>> BEGIN
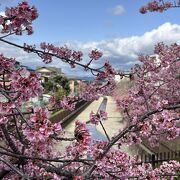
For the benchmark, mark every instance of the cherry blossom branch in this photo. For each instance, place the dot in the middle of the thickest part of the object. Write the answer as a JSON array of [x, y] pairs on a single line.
[[15, 169]]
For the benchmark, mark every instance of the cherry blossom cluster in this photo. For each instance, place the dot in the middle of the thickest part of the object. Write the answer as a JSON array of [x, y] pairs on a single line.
[[28, 137], [26, 83], [95, 118], [158, 5], [6, 64], [155, 93], [17, 19], [103, 84], [95, 54]]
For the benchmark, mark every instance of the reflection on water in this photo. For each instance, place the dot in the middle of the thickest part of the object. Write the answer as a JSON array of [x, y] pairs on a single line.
[[96, 135]]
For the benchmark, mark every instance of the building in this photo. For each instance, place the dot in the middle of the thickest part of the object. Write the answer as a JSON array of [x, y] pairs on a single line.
[[49, 72]]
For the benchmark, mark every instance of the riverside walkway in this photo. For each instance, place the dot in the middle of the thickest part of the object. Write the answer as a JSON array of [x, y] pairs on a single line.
[[113, 124]]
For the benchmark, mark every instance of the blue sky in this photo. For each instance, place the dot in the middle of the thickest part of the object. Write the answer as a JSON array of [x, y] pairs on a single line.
[[88, 24]]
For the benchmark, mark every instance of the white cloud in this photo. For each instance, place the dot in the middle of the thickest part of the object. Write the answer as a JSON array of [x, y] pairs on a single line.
[[118, 10], [121, 52]]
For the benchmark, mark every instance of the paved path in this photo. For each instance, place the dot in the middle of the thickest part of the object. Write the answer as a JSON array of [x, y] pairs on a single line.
[[113, 124]]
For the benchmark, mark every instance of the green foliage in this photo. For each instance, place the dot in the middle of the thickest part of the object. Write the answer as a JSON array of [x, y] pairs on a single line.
[[57, 84]]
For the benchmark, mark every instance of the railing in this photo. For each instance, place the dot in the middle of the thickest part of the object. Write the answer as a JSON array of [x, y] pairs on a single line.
[[156, 159]]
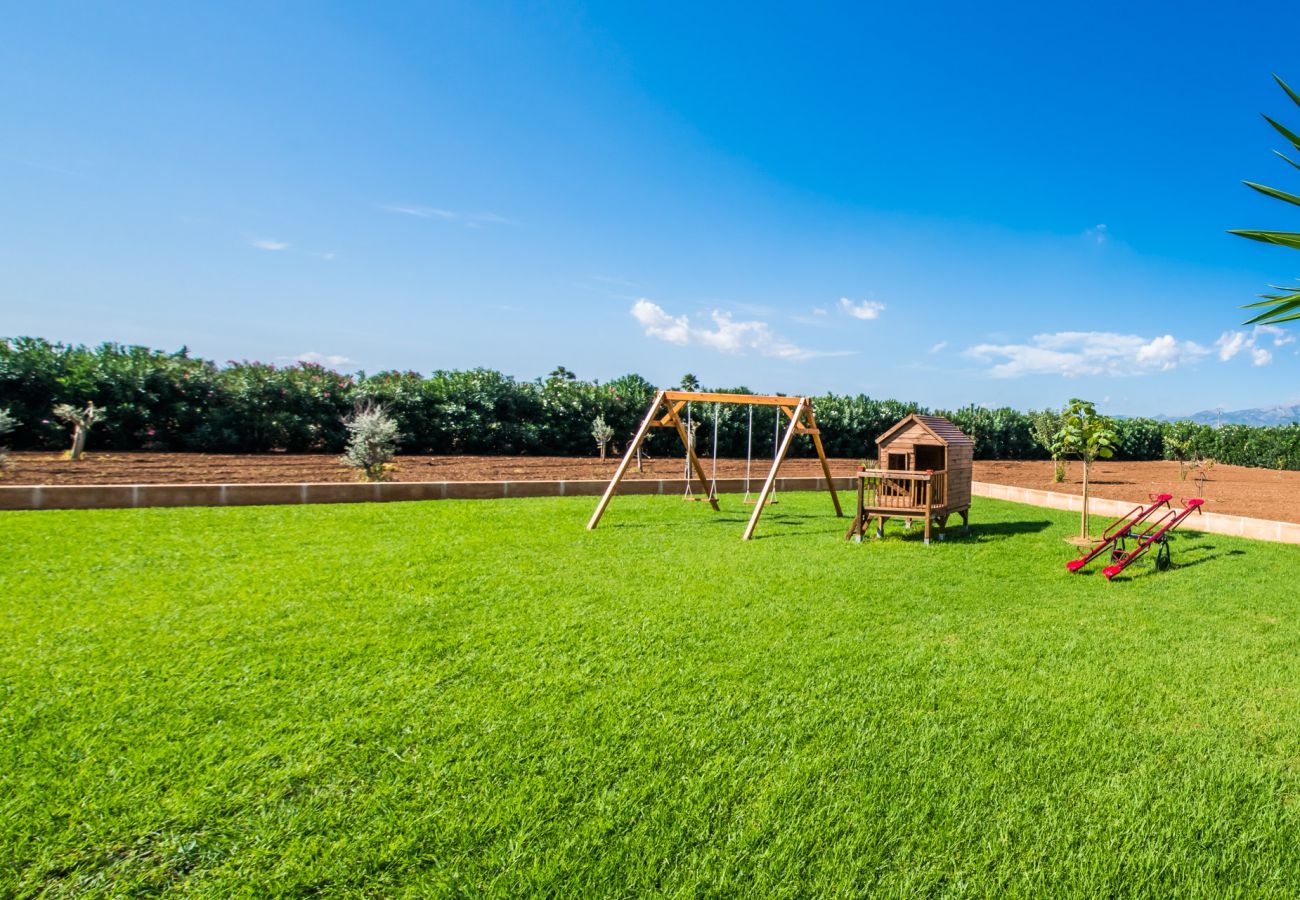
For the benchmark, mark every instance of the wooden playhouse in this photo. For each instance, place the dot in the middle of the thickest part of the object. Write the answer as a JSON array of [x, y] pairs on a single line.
[[923, 472]]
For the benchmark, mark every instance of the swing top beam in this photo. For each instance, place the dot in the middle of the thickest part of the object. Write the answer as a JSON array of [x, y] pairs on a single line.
[[741, 399], [663, 412]]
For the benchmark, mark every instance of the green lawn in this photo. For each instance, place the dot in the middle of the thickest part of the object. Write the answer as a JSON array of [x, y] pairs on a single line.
[[485, 699]]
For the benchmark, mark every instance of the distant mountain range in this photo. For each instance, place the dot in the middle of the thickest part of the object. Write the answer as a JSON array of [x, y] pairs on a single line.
[[1268, 415]]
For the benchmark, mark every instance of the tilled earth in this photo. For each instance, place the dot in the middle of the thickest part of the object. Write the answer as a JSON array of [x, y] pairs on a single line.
[[1233, 489]]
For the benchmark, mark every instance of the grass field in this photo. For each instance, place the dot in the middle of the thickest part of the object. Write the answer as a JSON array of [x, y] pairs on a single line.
[[485, 699]]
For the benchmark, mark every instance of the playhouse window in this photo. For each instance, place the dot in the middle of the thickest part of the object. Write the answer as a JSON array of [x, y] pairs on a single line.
[[930, 457]]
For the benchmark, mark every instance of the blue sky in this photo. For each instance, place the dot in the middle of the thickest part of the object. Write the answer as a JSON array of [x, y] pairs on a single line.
[[957, 203]]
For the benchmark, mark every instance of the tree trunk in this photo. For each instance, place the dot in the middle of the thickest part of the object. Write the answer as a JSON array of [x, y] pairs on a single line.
[[78, 444], [1084, 535]]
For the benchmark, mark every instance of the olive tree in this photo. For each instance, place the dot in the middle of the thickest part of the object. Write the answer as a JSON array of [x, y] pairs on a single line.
[[372, 440], [7, 424], [603, 433], [81, 420], [1044, 427], [1087, 436]]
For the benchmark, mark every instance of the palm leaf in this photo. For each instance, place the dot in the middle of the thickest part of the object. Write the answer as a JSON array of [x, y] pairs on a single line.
[[1274, 191], [1281, 238], [1291, 94], [1287, 159], [1285, 132], [1281, 307]]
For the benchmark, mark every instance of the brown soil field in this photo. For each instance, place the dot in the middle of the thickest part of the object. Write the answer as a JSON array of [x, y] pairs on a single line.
[[1233, 489]]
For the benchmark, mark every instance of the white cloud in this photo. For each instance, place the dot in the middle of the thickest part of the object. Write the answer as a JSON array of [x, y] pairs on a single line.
[[1231, 344], [863, 310], [467, 219], [659, 324], [321, 359], [1074, 354], [727, 334], [419, 212]]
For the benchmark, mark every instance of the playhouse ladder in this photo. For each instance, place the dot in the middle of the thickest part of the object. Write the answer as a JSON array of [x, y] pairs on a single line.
[[1119, 529], [1155, 536]]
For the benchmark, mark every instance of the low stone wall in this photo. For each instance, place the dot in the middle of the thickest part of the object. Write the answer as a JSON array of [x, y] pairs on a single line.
[[134, 496], [137, 496], [1210, 523]]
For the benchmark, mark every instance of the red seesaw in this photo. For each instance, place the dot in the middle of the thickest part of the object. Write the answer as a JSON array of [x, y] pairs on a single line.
[[1121, 528], [1156, 533]]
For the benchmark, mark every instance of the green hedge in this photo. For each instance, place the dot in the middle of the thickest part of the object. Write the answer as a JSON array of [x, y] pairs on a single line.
[[170, 401]]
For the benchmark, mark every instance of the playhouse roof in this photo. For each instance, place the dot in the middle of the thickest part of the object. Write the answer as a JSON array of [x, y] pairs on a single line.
[[940, 428]]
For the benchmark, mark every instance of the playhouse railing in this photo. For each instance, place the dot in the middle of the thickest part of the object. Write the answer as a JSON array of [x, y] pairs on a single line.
[[900, 489]]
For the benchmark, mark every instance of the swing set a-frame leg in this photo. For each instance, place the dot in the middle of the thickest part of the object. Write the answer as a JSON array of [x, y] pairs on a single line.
[[670, 418], [627, 461], [791, 431]]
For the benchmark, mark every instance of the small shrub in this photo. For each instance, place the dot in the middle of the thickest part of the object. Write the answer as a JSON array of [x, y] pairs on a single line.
[[7, 424], [81, 420], [372, 440], [602, 433]]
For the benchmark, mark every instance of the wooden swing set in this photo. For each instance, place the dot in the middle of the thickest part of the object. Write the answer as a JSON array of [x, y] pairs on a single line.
[[666, 411]]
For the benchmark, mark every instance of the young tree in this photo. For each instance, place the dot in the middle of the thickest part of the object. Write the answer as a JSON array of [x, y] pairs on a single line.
[[1044, 427], [81, 420], [7, 424], [602, 433], [1286, 304], [1088, 436], [372, 440]]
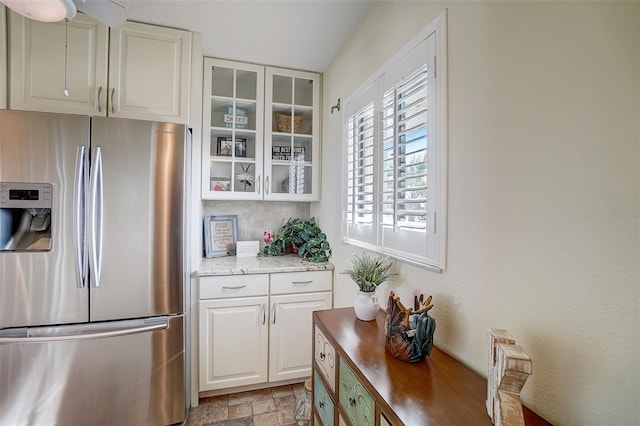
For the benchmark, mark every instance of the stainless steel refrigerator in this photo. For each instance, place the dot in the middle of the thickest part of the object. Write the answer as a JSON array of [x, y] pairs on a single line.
[[91, 270]]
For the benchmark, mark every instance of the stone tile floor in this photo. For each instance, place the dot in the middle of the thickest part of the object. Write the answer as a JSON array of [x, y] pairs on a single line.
[[265, 407]]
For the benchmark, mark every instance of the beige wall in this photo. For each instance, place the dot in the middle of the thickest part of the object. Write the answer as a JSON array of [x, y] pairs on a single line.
[[544, 184]]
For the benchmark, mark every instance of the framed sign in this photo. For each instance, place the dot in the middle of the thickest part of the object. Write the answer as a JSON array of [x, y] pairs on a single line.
[[220, 235]]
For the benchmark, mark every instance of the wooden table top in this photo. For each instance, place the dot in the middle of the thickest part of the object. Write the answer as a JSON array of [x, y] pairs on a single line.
[[436, 391]]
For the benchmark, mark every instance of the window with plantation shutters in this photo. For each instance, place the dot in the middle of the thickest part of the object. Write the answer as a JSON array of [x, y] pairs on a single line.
[[360, 167], [395, 155]]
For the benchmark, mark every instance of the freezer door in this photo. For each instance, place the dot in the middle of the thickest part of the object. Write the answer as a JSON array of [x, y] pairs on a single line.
[[136, 204], [41, 287], [75, 375]]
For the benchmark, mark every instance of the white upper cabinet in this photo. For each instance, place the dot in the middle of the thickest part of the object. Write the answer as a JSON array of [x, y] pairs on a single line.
[[232, 138], [39, 75], [292, 135], [260, 133], [148, 69], [149, 72]]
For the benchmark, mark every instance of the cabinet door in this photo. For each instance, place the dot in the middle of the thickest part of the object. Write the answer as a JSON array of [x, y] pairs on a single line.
[[292, 135], [232, 147], [41, 68], [3, 59], [291, 335], [149, 72], [233, 342]]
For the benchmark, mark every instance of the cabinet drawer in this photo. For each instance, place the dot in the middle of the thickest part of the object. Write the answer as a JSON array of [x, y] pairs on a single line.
[[322, 401], [301, 282], [355, 401], [325, 356], [234, 286]]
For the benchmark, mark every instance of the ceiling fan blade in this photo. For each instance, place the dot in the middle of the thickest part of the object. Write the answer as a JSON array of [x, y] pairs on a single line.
[[106, 11]]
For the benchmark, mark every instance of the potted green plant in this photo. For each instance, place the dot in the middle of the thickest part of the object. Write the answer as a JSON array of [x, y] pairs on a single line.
[[303, 237], [368, 273]]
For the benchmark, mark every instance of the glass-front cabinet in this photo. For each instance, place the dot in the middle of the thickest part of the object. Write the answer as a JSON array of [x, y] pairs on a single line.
[[261, 133], [292, 134]]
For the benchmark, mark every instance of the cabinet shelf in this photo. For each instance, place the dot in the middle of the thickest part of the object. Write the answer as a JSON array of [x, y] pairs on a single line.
[[224, 159]]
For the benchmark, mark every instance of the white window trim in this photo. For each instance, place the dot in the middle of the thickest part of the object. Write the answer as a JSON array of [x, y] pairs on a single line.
[[438, 133]]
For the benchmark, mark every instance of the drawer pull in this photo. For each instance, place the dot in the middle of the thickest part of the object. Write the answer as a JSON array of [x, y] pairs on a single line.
[[237, 287]]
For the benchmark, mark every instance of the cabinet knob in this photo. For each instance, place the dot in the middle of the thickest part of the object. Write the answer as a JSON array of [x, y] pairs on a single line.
[[113, 106], [99, 99]]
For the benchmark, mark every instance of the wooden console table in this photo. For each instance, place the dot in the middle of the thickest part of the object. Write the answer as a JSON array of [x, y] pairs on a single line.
[[357, 382]]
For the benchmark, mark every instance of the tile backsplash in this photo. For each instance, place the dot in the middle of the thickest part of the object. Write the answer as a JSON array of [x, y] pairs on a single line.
[[254, 217]]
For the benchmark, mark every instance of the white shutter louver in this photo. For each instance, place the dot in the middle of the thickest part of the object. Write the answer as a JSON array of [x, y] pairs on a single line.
[[360, 196], [404, 154], [395, 182]]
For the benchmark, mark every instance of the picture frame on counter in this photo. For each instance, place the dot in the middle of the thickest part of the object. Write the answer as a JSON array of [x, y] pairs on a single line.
[[220, 235], [224, 147]]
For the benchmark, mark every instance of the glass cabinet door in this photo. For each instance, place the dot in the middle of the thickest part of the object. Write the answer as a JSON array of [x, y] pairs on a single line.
[[233, 111], [291, 135]]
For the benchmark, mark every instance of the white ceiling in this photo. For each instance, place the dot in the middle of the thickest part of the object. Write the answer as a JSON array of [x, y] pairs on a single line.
[[299, 34]]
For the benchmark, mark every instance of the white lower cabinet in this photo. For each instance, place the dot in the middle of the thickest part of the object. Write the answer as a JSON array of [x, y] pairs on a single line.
[[233, 339], [258, 328]]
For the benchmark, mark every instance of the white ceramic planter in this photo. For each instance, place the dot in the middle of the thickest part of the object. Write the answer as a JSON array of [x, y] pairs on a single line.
[[366, 305]]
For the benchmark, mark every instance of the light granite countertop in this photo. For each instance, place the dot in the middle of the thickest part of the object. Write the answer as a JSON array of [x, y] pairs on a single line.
[[231, 265]]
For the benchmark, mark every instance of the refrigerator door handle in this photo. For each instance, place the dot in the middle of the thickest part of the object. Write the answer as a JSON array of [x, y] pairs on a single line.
[[79, 218], [152, 324], [95, 217]]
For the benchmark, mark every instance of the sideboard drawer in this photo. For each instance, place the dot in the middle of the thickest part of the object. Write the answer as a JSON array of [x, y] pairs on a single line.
[[301, 282], [325, 357], [234, 286], [322, 402], [355, 401]]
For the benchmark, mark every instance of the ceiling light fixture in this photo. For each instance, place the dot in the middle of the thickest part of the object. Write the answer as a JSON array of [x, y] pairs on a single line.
[[43, 10]]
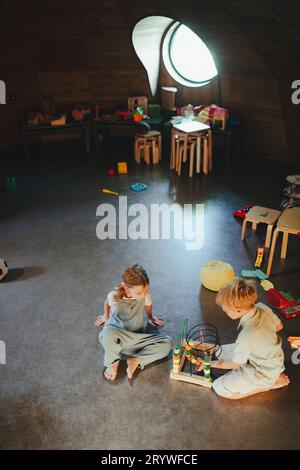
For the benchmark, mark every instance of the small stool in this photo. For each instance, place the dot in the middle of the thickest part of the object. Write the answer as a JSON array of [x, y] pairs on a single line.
[[182, 142], [288, 222], [261, 215], [145, 142]]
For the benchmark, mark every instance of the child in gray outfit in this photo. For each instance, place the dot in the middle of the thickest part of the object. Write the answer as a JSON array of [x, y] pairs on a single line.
[[123, 321]]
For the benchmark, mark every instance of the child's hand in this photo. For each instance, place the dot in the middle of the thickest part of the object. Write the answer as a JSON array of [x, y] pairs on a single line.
[[99, 321], [156, 321]]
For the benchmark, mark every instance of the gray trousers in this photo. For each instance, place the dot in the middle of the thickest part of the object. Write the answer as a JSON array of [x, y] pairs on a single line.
[[146, 347]]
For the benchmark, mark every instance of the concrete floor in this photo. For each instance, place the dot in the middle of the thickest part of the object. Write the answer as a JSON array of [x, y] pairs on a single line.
[[52, 393]]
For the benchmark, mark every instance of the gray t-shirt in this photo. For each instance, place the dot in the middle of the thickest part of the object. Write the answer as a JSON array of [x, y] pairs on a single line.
[[127, 314], [259, 343]]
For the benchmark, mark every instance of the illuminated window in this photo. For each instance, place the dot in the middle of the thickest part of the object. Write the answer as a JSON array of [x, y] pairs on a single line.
[[186, 57]]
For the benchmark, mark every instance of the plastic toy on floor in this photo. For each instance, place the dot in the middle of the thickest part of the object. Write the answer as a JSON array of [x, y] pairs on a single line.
[[108, 191], [137, 187], [241, 213], [197, 346]]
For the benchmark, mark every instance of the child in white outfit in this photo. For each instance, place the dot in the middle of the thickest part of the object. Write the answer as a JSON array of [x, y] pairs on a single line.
[[256, 358]]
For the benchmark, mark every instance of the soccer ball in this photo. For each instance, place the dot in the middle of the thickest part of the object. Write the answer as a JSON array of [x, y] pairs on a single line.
[[3, 268]]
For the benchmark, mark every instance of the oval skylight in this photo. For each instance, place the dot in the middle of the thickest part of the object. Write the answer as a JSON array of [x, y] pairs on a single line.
[[187, 58]]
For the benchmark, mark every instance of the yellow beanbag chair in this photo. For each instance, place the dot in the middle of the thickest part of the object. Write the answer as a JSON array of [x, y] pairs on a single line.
[[215, 274]]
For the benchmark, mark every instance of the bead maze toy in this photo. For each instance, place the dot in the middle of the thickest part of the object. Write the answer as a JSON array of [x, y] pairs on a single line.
[[259, 256], [294, 342], [197, 347], [122, 168], [287, 304]]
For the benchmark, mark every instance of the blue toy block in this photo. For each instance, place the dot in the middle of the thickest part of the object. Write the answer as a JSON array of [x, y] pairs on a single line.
[[261, 275], [248, 273]]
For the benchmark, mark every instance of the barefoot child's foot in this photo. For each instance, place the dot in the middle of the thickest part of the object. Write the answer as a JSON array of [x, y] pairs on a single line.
[[282, 381], [132, 363], [111, 372]]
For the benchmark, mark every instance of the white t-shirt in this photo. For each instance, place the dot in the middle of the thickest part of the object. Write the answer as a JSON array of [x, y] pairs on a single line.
[[111, 301]]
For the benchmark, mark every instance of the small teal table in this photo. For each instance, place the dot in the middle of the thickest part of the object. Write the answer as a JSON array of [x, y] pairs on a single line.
[[28, 130]]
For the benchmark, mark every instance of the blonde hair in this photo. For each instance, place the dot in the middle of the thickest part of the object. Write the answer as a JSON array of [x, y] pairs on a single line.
[[239, 293], [132, 276]]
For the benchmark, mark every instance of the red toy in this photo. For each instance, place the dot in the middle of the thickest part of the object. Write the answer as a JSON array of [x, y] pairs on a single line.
[[123, 115], [286, 303], [242, 212]]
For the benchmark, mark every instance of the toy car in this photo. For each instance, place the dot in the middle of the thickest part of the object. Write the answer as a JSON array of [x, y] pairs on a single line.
[[242, 212]]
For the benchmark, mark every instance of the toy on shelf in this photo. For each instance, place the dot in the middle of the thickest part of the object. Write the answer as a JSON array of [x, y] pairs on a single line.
[[259, 256], [137, 101], [122, 168], [220, 115], [285, 302], [197, 347], [122, 115], [256, 273], [138, 114], [267, 285], [60, 121], [242, 212], [108, 191], [294, 341]]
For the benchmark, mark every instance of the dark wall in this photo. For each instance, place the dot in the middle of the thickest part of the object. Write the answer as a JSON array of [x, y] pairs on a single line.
>> END
Print the entries between the line holding "For the benchmark, mark every instance of the green lawn" and the line holding "[[930, 457]]", inclusive, reproducing each line without any change.

For the benchmark, mark every instance of the green lawn in this photo. For each instance, place the dot in the middle of the thickest part of the object. Write the answer as a JSON array of [x, y] pairs on a single line.
[[485, 699]]
For the benchmark, mark every instance of the distant mountain range in this photo. For each instance, place the dot in the middle of the thickest part of the object. Write the answer as a JSON array of [x, y] pairs on a single line.
[[1268, 415]]
For the benchmark, mark every instance of the tilled earth in this photo. For each instance, place the dot in the middle of the thickest part of the object. Write the answer as a JSON array of [x, y] pairs on a single line.
[[1233, 489]]
For the benchmark, mark every instance of the grass field in this photo. For each instance, place the dot in the middle of the thickest part of the object. Write the answer as a JSON array of [x, y] pairs on a single line.
[[485, 699]]
For the benchmark, mark every instance of the playhouse window in this photo. For each instance, place the dot in the middle of the thickest part of the object. Write the answer as a JSON array of [x, y] pairs on a single line.
[[930, 457]]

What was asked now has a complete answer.